● Entries supplied

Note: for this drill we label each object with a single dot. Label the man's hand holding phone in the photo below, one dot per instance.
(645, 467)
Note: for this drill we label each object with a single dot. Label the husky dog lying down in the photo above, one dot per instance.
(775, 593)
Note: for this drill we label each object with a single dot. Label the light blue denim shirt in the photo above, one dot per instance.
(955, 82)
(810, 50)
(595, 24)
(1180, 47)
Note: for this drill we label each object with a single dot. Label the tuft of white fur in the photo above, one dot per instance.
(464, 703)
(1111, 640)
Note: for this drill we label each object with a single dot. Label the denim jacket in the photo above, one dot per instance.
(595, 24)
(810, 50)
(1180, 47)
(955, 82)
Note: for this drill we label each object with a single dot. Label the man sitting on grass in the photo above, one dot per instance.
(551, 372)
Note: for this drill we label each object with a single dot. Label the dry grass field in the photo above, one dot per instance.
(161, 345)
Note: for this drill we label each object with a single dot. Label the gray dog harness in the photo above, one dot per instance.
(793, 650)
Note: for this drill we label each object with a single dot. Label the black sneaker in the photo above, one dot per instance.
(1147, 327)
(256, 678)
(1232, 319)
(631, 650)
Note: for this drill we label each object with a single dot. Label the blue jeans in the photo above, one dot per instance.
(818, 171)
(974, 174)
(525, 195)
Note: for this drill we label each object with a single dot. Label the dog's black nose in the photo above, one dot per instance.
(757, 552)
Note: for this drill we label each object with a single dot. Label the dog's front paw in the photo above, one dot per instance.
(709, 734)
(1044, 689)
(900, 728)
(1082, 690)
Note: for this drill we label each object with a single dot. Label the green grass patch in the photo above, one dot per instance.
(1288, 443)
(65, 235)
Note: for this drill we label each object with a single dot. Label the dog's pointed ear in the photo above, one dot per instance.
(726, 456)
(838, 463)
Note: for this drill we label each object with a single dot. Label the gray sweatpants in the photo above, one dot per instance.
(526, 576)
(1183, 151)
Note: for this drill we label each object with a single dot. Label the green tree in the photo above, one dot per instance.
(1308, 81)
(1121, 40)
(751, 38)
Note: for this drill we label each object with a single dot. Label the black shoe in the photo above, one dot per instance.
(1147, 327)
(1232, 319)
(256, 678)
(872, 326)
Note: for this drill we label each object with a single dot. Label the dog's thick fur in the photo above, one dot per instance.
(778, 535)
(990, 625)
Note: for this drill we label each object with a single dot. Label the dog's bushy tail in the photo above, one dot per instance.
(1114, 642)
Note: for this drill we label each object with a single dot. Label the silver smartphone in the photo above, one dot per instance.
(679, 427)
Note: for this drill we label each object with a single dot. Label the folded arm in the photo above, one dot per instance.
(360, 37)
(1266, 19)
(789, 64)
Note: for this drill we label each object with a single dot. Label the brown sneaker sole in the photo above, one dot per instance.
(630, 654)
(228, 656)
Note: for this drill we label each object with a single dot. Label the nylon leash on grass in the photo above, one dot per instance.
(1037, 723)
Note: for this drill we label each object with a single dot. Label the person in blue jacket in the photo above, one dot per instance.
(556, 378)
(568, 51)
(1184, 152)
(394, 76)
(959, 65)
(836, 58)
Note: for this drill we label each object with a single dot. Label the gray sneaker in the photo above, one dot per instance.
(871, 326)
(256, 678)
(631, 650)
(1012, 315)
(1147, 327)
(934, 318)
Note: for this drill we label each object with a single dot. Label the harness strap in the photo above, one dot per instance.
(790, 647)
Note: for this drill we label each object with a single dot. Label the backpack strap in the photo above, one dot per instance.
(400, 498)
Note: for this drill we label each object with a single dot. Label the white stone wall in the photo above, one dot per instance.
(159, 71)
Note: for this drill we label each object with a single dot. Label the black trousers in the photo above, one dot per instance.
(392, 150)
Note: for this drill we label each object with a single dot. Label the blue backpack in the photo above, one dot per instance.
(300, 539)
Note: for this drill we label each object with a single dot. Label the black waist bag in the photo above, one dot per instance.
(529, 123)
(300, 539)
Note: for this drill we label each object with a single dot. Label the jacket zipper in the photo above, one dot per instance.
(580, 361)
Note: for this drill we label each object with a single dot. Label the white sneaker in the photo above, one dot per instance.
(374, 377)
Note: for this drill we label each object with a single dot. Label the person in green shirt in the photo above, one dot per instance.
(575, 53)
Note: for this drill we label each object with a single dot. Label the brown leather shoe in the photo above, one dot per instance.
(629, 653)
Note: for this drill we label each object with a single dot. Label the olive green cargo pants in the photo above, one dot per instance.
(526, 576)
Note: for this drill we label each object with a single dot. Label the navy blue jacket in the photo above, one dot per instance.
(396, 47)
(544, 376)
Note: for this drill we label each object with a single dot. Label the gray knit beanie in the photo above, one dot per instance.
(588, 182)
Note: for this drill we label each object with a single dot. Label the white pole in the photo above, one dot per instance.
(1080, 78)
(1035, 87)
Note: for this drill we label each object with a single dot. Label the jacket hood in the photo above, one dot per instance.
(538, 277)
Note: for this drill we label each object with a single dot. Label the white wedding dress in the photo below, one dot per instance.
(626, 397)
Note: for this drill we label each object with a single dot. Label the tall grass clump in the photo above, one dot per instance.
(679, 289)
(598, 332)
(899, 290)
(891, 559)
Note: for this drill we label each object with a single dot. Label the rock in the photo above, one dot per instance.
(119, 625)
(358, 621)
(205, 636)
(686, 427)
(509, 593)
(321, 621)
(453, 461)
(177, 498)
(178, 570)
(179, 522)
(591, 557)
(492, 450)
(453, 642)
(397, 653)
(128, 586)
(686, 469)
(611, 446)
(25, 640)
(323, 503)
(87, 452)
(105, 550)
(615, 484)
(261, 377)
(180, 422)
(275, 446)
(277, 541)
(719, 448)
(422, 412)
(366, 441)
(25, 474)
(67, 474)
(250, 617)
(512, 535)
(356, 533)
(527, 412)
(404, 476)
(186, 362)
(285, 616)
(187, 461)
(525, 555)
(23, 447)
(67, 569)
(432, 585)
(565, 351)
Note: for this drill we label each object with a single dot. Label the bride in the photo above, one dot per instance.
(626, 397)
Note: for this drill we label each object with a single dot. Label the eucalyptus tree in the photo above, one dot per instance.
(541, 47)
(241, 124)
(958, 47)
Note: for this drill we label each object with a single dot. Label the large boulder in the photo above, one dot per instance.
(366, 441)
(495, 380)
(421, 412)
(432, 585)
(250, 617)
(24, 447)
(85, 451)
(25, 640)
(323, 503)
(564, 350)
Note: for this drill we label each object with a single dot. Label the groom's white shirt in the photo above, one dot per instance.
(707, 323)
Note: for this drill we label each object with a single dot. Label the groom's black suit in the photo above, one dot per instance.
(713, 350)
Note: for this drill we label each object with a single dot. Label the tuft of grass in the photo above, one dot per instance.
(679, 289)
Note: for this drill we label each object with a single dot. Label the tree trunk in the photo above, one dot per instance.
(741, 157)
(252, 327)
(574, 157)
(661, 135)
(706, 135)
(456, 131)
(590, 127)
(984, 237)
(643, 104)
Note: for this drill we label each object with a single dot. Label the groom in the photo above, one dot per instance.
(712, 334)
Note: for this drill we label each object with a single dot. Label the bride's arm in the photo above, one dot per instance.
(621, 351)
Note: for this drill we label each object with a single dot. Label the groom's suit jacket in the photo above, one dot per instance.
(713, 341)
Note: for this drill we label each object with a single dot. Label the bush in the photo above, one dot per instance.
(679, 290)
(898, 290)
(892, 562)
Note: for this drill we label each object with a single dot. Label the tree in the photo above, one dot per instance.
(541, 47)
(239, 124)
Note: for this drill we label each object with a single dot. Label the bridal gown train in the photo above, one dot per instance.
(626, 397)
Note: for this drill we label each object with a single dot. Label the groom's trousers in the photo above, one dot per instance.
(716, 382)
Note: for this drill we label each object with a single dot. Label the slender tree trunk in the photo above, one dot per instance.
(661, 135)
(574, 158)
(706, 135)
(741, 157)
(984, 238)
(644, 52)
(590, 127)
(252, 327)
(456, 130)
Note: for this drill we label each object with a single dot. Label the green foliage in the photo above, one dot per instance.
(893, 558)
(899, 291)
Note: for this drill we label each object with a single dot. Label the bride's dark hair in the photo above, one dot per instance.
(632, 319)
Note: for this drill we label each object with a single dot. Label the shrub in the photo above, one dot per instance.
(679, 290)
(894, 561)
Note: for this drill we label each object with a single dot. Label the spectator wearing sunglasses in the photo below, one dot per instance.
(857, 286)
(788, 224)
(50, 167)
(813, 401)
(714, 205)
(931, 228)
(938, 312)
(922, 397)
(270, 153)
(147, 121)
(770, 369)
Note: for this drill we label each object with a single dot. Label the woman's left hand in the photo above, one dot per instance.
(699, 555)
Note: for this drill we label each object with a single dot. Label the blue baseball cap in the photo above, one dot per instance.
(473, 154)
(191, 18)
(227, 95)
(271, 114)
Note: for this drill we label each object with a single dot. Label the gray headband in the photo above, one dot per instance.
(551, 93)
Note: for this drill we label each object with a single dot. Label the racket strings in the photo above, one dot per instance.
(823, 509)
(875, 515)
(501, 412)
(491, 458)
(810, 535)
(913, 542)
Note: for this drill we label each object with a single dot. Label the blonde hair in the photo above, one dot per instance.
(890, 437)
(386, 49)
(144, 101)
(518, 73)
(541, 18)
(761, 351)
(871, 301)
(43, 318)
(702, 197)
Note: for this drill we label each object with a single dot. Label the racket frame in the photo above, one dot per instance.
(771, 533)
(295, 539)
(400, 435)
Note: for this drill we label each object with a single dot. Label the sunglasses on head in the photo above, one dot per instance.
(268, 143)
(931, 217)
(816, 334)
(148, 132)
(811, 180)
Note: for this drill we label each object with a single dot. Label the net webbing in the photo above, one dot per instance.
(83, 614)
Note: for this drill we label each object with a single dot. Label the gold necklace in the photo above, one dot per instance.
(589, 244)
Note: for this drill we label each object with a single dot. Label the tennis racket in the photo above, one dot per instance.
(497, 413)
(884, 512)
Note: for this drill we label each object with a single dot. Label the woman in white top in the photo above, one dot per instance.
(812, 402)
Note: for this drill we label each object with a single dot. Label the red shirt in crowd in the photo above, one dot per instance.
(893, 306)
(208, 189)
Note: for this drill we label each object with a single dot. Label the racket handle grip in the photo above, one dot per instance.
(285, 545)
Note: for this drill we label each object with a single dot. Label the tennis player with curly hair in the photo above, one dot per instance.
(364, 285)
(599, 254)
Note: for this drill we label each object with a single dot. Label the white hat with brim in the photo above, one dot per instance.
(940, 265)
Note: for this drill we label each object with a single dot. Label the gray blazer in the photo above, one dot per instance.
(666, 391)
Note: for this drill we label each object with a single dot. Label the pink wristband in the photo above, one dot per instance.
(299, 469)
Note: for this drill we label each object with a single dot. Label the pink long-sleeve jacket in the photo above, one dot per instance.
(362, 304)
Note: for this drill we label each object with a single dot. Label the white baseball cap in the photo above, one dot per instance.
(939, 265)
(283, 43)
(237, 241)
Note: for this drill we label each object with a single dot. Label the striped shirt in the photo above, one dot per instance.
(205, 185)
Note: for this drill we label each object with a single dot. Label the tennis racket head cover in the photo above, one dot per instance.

● What to work on
Everything from the line with "the gray blazer" through the last line of the material above should be echoed exactly, and nothing else.

● Result of this task
Note: for this drill we label each object with a single dot. Label the gray blazer in the photo above, one dot per instance.
(666, 391)
Note: for this drill we label each object with a single dot. Label the pink wristband in the photo above, one dot per instance.
(299, 469)
Note: for this drill we label each object with a single dot. Label the pink long-sleeve jacket in the photo above, one dot per instance.
(362, 304)
Note: for this drill we label each object with a single dot. Label the white baseball cap in the photo above, one dot per instance.
(939, 265)
(283, 43)
(237, 241)
Note: for this drill we label each object with a single dot. Label the striped shirt in the photo above, one dot per instance.
(205, 185)
Note: for this drill we label each object with a single dot. Label the tennis racket head cover in the photo above, one dot per instance.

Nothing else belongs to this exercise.